| Komisyon Adı | : | PLAN VE BÜTÇE KOMİSYONU |
| Konu | : | 2018 Yılı Merkezi Yönetim Bütçe Kanunu Tasarısı (1/887) ile 2016 Yılı Merkezi Yönetim Kesin Hesap Kanunu Tasarısı (1/861) ve Sayıştay tezkereleri a) Türkiye Büyük Millet Meclisi b) Cumhurbaşkanlığı c) Millî İstihbarat Teşkilatı Müsteşarlığı ç) Sayıştay Başkanlığı d) Kamu Denetçiliği Kurumu e) Başbakanlık f) Millî Güvenlik Kurulu Genel Sekreterliği g) Tasarruf Mevduatı Sigorta Fonu ğ) Türkiye Yatırım Destek ve Tanıtım Ajansı Başkanlığı h) Başbakanlık Tanıtma Fonu Genel Sekreterliği ı) Diyanet İşleri Başkanlığı i) Afet ve Acil Durum Yönetimi Başkanlığı j) Türkiye İnsan Hakları ve Eşitlik Kurumu |
| Dönemi | : | 26 |
| Yasama Yılı | : | 3 |
| Tarih | : | 31 .10.2017 |
EMİN HALUK AYHAN (Denizli) - Teşekkür ederim Sayın Başkan.
Sayın milletvekilleri, Sayın Başbakan Yardımcısı, Millî Güvenlik Kurulunun Sayın Genel Sekreteri ve diğer bürokratlar; hepinizi saygıyla selamlıyorum.
Gecenin bu vaktinde fazla vaktinizi almak istemiyorum ama lütfen bir latife olarak kabul edin. Burada çok doğru yapılan bir iş var Başbakanlık bütçesinde, 2020 yılı için hiç ödenek koymamışsınız. Yani, bu doğru yapılan en iyi iş burada şimdi, onu söylemek istiyorum. Bunu neden söylüyorum? 2016 yılı başlangıç ödeneğine baktığınız zaman 1,3 milyar TL'lik bir ödenek var. Diğer taraftan, harcamaya baktığınızda 2,4. Bu aşağı yukarı yüzde 100 fark eden bir olay. Bunun kabullenilmesi mümkün değil. Bu kadar şaşan... Zaten adı "bütçe" olmaz böyle bir şey olsa ya da olağanüstü şartların, bir savaş, vesaire, onun bütçesi olur.
2017'ye baktığımız zaman başlangıç ödenekleri 1,6; kabaca söylüyorum. E, harcama bir sene önce zaten 2,4 olmuş, bunun da gerçekçi olup olmayacağı konusunda bir fikir yürütmemiz gerekirse ağustos sonunda zaten başlangıç ödeneği aşağı yukarı yakalanmış, orada bir fark yok ama 2018 ile 2019'a baktığınız zaman da oradaki artışların da gerçekçi olmadığını görüyoruz. Bunların nereden olduğuna, nasıl olduğuna dair detaylara, sermaye giderleri vesaire, başlangıç ödeneği, harcamaya baktığınız zaman çok büyük farklılıkların olduğunu görüyoruz. Bunlara "sermaye gideri" dendiğinde gerçekten yatırım mı, değil mi, bunları ayrı değerlendirmekte fayda var, gecenin bu saatinde şey yapamayız.

________________

> [Verilen görev A]:
Sayfa alıntısında "2017'ye baktığımız zaman" ifadesiyle başlayıp "saatinde şey yapamayız." ifadesiyle biten bölümü olduğu gibi aktar.
> [Verilen görev B]:
Sayfa alıntısındaki konuşmacı, Başbakanlık bütçesinde 2020 yılı için ödenek konmamasını neden "doğru yapılan en iyi iş" olarak nitelendiriyor? Bir ila üç cümleyle açıkla.
> [Verilen görev C]:
Sayfa alıntısında söz alan Emin Haluk Ayhan'ın yanında parantez içinde hangi il adı geçiyor?

________________

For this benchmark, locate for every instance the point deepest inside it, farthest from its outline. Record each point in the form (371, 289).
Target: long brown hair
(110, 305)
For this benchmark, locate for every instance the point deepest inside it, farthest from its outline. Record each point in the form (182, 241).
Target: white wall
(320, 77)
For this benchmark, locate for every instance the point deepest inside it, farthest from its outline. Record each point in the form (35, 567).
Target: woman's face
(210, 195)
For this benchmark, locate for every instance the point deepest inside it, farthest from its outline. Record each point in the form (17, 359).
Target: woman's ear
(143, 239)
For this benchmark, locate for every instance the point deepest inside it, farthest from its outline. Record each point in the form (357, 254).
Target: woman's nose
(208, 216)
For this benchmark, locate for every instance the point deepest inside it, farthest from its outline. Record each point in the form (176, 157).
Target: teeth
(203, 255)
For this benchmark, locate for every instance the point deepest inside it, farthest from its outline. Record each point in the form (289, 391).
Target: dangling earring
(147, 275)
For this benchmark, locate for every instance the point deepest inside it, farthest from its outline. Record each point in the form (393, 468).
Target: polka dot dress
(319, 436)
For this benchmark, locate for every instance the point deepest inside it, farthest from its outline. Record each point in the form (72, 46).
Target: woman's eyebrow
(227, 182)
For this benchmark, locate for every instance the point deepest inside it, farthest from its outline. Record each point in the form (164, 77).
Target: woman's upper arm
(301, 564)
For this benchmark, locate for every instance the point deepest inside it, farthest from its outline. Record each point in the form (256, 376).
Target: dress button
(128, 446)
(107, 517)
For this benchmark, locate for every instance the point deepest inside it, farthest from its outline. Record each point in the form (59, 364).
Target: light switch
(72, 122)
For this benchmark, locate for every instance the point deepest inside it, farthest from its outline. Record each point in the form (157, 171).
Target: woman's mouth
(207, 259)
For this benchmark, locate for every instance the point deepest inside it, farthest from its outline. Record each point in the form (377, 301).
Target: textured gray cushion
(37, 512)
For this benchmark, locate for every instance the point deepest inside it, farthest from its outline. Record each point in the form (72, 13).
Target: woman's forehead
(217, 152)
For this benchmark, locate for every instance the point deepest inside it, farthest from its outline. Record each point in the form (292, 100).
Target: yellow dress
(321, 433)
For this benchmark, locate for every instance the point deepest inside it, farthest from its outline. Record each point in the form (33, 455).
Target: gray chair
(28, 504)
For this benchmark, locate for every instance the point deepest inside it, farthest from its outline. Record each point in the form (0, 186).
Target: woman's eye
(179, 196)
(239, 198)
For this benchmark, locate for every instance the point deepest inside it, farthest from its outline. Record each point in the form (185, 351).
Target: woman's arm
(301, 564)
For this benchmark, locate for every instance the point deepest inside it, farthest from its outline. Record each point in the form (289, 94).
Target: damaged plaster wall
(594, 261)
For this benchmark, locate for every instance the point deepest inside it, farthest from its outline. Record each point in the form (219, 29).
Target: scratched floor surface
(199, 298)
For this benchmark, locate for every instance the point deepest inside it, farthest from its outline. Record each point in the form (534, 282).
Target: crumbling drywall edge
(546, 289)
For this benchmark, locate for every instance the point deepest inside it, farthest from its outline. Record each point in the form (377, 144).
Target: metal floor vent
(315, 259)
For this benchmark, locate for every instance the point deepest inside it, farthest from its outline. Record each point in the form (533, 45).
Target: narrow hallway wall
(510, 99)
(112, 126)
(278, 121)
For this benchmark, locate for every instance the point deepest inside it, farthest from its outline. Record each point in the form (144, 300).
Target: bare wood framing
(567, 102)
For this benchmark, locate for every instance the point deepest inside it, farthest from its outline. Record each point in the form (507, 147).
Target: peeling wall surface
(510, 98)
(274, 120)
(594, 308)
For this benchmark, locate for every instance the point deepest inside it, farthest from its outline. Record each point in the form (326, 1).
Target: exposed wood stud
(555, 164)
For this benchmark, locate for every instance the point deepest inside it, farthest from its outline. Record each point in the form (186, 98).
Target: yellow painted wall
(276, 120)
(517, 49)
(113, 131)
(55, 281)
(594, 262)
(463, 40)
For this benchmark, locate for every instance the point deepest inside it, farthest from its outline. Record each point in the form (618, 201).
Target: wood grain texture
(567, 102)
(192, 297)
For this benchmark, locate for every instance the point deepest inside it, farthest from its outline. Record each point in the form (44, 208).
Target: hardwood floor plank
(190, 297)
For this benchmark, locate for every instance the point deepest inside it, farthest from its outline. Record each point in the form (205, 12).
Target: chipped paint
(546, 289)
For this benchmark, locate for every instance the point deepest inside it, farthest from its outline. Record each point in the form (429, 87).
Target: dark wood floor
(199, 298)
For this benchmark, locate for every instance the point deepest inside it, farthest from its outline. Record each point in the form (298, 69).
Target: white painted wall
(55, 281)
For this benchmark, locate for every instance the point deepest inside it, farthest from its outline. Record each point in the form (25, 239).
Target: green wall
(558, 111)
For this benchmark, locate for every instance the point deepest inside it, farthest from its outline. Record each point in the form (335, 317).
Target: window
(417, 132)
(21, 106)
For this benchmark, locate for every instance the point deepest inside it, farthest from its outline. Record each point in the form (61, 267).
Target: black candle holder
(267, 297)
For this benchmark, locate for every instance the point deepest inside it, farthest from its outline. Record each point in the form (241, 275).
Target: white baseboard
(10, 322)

________________

> [Yazılı cevap A]:
2017'ye baktığımız zaman başlangıç ödenekleri 1,6; kabaca söylüyorum. E, harcama bir sene önce zaten 2,4 olmuş, bunun da gerçekçi olup olmayacağı konusunda bir fikir yürütmemiz gerekirse ağustos sonunda zaten başlangıç ödeneği aşağı yukarı yakalanmış, orada bir fark yok ama 2018 ile 2019'a baktığınız zaman da oradaki artışların da gerçekçi olmadığını görüyoruz. Bunların nereden olduğuna, nasıl olduğuna dair detaylara, sermaye giderleri vesaire, başlangıç ödeneği, harcamaya baktığınız zaman çok büyük farklılıkların olduğunu görüyoruz. Bunlara "sermaye gideri" dendiğinde gerçekten yatırım mı, değil mi, bunları ayrı değerlendirmekte fayda var, gecenin bu saatinde şey yapamayız.

> [Yazılı cevap B]:
Konuşmacı, 2016 yılında Başbakanlığın başlangıç ödeneği 1,3 milyar TL iken harcamanın 2,4'e çıktığını belirtiyor. Aşağı yukarı yüzde 100'lük bu farkı kabul edilemez buluyor. Bu yüzden, bir latife olarak, 2020 için ödenek konmamasını doğru yapılmış iş sayıyor.

> [Yazılı cevap C]:
Denizli.